#### [Exercise aim]
If a line in the entries below contains "balcony", copy it.

+++++

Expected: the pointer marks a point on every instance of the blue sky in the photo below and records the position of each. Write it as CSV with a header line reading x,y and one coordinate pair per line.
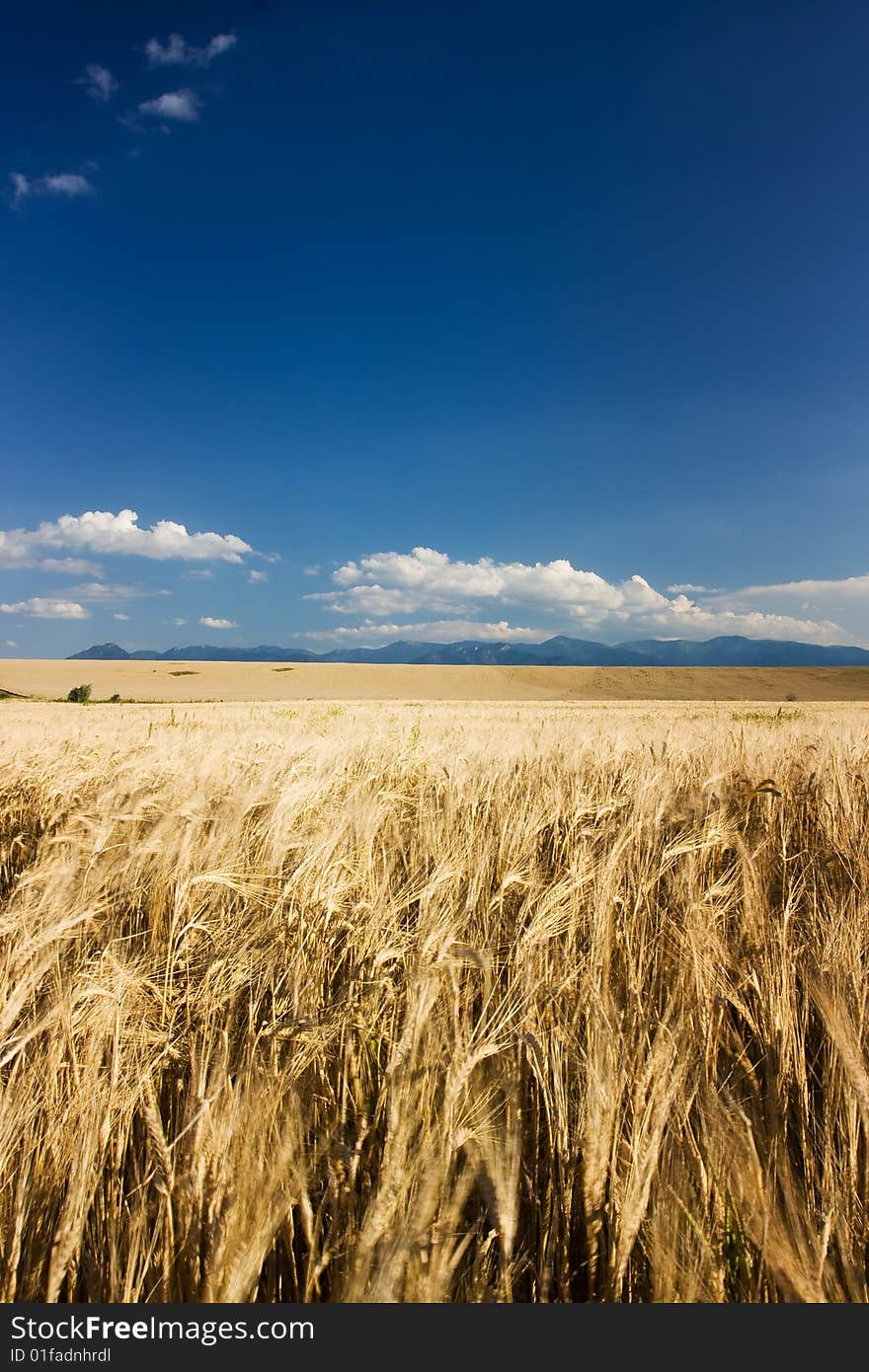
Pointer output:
x,y
338,323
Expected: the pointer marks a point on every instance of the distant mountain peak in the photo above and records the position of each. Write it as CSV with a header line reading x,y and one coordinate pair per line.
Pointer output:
x,y
560,650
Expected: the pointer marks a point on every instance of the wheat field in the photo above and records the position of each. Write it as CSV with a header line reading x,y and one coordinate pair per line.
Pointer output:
x,y
434,1002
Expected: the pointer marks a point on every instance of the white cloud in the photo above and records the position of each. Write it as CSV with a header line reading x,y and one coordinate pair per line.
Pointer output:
x,y
425,579
98,81
41,608
853,587
69,184
103,533
182,106
178,52
432,632
109,591
67,566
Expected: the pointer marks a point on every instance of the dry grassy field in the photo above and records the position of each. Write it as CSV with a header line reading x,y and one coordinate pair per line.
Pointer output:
x,y
433,1002
147,681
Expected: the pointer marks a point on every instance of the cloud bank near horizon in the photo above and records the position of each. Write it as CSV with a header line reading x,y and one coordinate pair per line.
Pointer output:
x,y
383,586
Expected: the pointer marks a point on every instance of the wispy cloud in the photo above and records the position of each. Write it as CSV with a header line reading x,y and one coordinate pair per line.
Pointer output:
x,y
428,580
41,608
69,186
179,52
432,632
98,83
106,593
66,566
103,533
179,106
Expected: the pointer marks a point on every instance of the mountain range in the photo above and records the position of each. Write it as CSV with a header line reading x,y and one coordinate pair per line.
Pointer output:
x,y
729,650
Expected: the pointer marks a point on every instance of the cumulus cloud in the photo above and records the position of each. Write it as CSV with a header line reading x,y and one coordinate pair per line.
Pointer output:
x,y
430,632
98,83
180,106
70,186
178,52
103,533
42,608
428,580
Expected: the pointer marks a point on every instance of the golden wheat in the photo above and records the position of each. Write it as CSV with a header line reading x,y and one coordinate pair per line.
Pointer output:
x,y
434,1003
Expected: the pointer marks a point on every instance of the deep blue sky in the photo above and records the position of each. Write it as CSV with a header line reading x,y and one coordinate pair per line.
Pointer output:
x,y
524,281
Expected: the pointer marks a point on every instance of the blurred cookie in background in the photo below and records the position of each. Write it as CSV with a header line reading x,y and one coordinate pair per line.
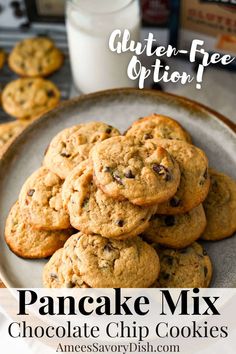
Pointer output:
x,y
35,57
8,132
26,98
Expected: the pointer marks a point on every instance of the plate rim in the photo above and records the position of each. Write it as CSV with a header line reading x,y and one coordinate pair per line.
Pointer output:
x,y
185,102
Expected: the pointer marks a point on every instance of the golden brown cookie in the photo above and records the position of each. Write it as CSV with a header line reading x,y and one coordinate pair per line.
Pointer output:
x,y
51,271
72,145
93,212
27,242
41,202
35,57
8,132
190,267
2,58
176,231
194,182
104,263
26,98
158,126
69,273
220,207
145,174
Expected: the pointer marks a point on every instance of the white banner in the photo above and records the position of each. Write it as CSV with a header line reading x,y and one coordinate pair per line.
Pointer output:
x,y
123,321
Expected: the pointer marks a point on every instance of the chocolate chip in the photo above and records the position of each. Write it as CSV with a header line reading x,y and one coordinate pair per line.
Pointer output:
x,y
107,169
108,248
148,136
30,192
50,93
166,276
120,223
174,202
162,171
65,154
169,220
169,260
154,217
117,178
129,174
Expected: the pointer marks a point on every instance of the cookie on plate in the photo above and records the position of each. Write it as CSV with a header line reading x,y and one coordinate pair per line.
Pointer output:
x,y
69,274
2,58
194,182
27,242
51,271
93,212
28,98
35,57
220,207
109,263
41,202
158,126
190,267
125,169
72,146
8,132
176,231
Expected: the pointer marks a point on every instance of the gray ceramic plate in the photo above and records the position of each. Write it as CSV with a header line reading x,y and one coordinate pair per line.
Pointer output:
x,y
210,131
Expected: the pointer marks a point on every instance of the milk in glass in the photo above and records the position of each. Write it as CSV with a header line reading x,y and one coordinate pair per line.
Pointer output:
x,y
89,25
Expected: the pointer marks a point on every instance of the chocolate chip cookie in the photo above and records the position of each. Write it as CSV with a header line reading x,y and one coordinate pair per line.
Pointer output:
x,y
41,202
93,212
27,242
158,126
109,263
220,207
35,57
69,273
176,231
28,98
145,174
8,132
190,267
72,145
51,271
194,181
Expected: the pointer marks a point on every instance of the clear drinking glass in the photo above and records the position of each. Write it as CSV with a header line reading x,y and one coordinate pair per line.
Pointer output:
x,y
89,25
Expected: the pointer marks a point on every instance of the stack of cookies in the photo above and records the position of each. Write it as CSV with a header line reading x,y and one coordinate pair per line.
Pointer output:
x,y
28,97
136,200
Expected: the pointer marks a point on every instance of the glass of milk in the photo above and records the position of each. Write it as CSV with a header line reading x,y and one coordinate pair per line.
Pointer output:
x,y
89,25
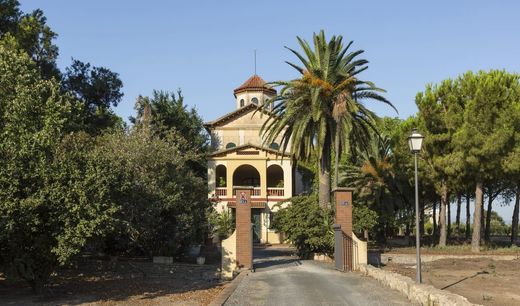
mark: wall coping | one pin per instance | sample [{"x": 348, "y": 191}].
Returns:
[{"x": 418, "y": 293}]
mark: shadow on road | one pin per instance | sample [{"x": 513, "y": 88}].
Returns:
[{"x": 273, "y": 257}]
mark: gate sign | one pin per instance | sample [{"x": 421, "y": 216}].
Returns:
[{"x": 243, "y": 199}]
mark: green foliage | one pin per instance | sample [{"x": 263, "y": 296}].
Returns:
[
  {"x": 159, "y": 195},
  {"x": 323, "y": 106},
  {"x": 30, "y": 33},
  {"x": 498, "y": 226},
  {"x": 307, "y": 226},
  {"x": 167, "y": 111},
  {"x": 222, "y": 224},
  {"x": 38, "y": 227},
  {"x": 363, "y": 218},
  {"x": 97, "y": 88}
]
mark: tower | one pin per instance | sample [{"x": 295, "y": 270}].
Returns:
[{"x": 253, "y": 91}]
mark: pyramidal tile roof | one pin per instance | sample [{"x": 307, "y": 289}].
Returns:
[{"x": 255, "y": 83}]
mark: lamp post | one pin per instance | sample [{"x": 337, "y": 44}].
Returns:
[{"x": 415, "y": 144}]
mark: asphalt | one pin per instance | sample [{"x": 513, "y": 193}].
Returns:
[{"x": 281, "y": 279}]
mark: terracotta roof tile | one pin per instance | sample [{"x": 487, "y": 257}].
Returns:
[{"x": 255, "y": 83}]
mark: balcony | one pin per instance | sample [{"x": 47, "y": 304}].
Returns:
[
  {"x": 275, "y": 192},
  {"x": 221, "y": 191}
]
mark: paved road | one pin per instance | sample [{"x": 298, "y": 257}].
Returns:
[{"x": 281, "y": 279}]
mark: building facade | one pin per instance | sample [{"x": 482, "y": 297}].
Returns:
[{"x": 239, "y": 157}]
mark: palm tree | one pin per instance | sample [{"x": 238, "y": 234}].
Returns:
[
  {"x": 378, "y": 184},
  {"x": 323, "y": 106}
]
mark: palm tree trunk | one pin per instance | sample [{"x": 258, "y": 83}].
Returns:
[
  {"x": 482, "y": 218},
  {"x": 421, "y": 220},
  {"x": 457, "y": 216},
  {"x": 514, "y": 224},
  {"x": 487, "y": 233},
  {"x": 448, "y": 205},
  {"x": 336, "y": 161},
  {"x": 442, "y": 215},
  {"x": 468, "y": 217},
  {"x": 324, "y": 178},
  {"x": 434, "y": 234},
  {"x": 475, "y": 239}
]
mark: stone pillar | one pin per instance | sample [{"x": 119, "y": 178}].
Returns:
[
  {"x": 338, "y": 247},
  {"x": 343, "y": 199},
  {"x": 244, "y": 232}
]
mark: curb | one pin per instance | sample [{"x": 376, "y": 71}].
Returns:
[
  {"x": 229, "y": 289},
  {"x": 418, "y": 293}
]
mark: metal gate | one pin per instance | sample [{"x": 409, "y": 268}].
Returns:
[{"x": 345, "y": 250}]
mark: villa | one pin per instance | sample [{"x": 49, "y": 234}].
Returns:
[{"x": 239, "y": 157}]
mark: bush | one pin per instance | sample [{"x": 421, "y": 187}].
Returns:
[
  {"x": 307, "y": 226},
  {"x": 221, "y": 224},
  {"x": 363, "y": 218}
]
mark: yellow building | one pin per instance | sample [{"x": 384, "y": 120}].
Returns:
[{"x": 239, "y": 158}]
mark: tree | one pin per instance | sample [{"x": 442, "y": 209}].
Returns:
[
  {"x": 169, "y": 111},
  {"x": 511, "y": 165},
  {"x": 487, "y": 134},
  {"x": 322, "y": 105},
  {"x": 363, "y": 219},
  {"x": 98, "y": 89},
  {"x": 440, "y": 114},
  {"x": 47, "y": 209},
  {"x": 306, "y": 225},
  {"x": 30, "y": 33},
  {"x": 156, "y": 185}
]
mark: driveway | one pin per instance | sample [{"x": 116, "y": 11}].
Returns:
[{"x": 282, "y": 279}]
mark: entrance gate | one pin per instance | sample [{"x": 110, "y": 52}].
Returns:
[
  {"x": 345, "y": 248},
  {"x": 244, "y": 233}
]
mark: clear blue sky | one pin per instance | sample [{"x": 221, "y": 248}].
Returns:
[{"x": 206, "y": 47}]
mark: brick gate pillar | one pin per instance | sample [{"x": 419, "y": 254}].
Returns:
[
  {"x": 343, "y": 199},
  {"x": 244, "y": 232}
]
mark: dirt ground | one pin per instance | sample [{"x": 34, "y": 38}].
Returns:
[
  {"x": 482, "y": 280},
  {"x": 129, "y": 283}
]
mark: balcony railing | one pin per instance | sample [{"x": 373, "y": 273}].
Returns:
[
  {"x": 256, "y": 192},
  {"x": 275, "y": 191},
  {"x": 221, "y": 191},
  {"x": 271, "y": 191}
]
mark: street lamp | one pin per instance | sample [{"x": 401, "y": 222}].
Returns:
[{"x": 415, "y": 144}]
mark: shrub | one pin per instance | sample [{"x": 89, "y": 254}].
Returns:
[{"x": 307, "y": 226}]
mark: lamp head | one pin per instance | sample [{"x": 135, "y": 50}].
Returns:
[{"x": 415, "y": 141}]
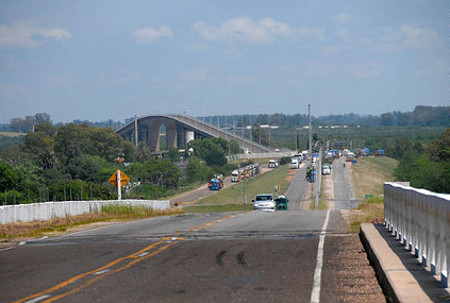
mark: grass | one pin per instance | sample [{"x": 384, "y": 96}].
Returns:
[
  {"x": 371, "y": 210},
  {"x": 323, "y": 205},
  {"x": 368, "y": 175},
  {"x": 244, "y": 192},
  {"x": 217, "y": 208},
  {"x": 11, "y": 134},
  {"x": 109, "y": 213}
]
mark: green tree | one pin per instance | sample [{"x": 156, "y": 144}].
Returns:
[{"x": 260, "y": 135}]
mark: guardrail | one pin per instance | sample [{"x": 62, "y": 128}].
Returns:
[
  {"x": 50, "y": 210},
  {"x": 420, "y": 219},
  {"x": 274, "y": 155}
]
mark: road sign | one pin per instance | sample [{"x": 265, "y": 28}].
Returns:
[{"x": 124, "y": 179}]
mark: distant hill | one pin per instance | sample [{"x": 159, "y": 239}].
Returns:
[{"x": 420, "y": 116}]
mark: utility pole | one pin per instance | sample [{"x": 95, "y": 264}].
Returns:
[
  {"x": 310, "y": 129},
  {"x": 135, "y": 131}
]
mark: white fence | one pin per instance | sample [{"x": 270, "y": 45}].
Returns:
[
  {"x": 274, "y": 155},
  {"x": 50, "y": 210},
  {"x": 420, "y": 219}
]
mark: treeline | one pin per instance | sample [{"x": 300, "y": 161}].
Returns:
[
  {"x": 420, "y": 116},
  {"x": 425, "y": 166},
  {"x": 74, "y": 162}
]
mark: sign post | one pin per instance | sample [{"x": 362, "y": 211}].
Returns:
[{"x": 118, "y": 180}]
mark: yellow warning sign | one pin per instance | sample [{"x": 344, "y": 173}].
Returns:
[{"x": 124, "y": 179}]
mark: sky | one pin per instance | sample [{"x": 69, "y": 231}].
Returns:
[{"x": 110, "y": 59}]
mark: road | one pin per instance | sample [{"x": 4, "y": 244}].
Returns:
[{"x": 220, "y": 257}]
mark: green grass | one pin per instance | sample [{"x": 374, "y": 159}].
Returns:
[
  {"x": 244, "y": 192},
  {"x": 113, "y": 212},
  {"x": 323, "y": 205},
  {"x": 217, "y": 208},
  {"x": 368, "y": 175}
]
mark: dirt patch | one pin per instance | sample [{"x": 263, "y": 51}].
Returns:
[{"x": 348, "y": 274}]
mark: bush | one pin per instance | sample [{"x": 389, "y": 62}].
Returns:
[{"x": 285, "y": 160}]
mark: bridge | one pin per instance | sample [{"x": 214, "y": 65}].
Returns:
[{"x": 179, "y": 130}]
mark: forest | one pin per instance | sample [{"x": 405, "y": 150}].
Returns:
[{"x": 74, "y": 162}]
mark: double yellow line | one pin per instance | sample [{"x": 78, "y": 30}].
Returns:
[{"x": 106, "y": 270}]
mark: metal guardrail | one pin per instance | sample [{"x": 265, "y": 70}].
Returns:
[
  {"x": 215, "y": 131},
  {"x": 420, "y": 219},
  {"x": 50, "y": 210}
]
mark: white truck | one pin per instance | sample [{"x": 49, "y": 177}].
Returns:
[
  {"x": 235, "y": 176},
  {"x": 295, "y": 163}
]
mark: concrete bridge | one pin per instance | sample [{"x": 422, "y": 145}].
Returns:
[{"x": 179, "y": 130}]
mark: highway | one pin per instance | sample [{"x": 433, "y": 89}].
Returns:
[{"x": 220, "y": 257}]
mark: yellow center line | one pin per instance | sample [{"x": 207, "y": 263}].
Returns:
[
  {"x": 134, "y": 256},
  {"x": 67, "y": 282},
  {"x": 93, "y": 280}
]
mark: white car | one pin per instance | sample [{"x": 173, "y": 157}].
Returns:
[{"x": 264, "y": 202}]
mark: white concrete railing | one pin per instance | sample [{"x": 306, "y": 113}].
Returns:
[
  {"x": 50, "y": 210},
  {"x": 274, "y": 155},
  {"x": 420, "y": 219}
]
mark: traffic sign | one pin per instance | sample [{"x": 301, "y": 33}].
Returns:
[{"x": 124, "y": 179}]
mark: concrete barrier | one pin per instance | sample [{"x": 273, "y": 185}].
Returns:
[
  {"x": 420, "y": 219},
  {"x": 50, "y": 210}
]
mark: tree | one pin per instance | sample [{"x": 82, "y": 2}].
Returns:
[
  {"x": 42, "y": 118},
  {"x": 260, "y": 135},
  {"x": 197, "y": 171},
  {"x": 8, "y": 177}
]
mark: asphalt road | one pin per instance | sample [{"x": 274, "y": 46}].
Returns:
[{"x": 221, "y": 257}]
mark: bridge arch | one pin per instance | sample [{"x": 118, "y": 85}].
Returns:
[{"x": 179, "y": 131}]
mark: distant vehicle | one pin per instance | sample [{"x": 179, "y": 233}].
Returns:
[
  {"x": 350, "y": 156},
  {"x": 281, "y": 202},
  {"x": 273, "y": 163},
  {"x": 264, "y": 202},
  {"x": 379, "y": 153},
  {"x": 295, "y": 163},
  {"x": 215, "y": 184},
  {"x": 326, "y": 169},
  {"x": 235, "y": 176}
]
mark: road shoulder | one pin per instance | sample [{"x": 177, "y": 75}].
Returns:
[{"x": 400, "y": 274}]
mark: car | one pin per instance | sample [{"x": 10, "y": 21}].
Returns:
[
  {"x": 281, "y": 202},
  {"x": 273, "y": 164},
  {"x": 264, "y": 202},
  {"x": 326, "y": 169}
]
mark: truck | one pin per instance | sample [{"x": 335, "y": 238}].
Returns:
[
  {"x": 295, "y": 163},
  {"x": 215, "y": 184},
  {"x": 235, "y": 176},
  {"x": 273, "y": 163}
]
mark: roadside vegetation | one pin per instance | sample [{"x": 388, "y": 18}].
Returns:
[
  {"x": 240, "y": 195},
  {"x": 368, "y": 175},
  {"x": 108, "y": 214}
]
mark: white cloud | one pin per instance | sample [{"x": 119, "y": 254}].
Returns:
[
  {"x": 195, "y": 75},
  {"x": 437, "y": 69},
  {"x": 150, "y": 34},
  {"x": 27, "y": 35},
  {"x": 341, "y": 18},
  {"x": 409, "y": 37},
  {"x": 293, "y": 82},
  {"x": 246, "y": 30},
  {"x": 242, "y": 80},
  {"x": 330, "y": 50},
  {"x": 365, "y": 71},
  {"x": 415, "y": 37}
]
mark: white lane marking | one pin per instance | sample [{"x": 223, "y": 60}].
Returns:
[
  {"x": 315, "y": 295},
  {"x": 35, "y": 300},
  {"x": 101, "y": 272},
  {"x": 5, "y": 249}
]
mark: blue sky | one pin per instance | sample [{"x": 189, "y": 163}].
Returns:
[{"x": 97, "y": 60}]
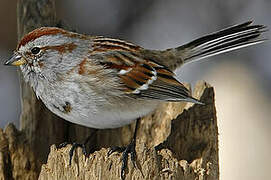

+++++

#### [Answer below]
mark: balcony | one pin per instance | sample [{"x": 47, "y": 304}].
mark: balcony railing | one pin per instance | sample [{"x": 373, "y": 273}].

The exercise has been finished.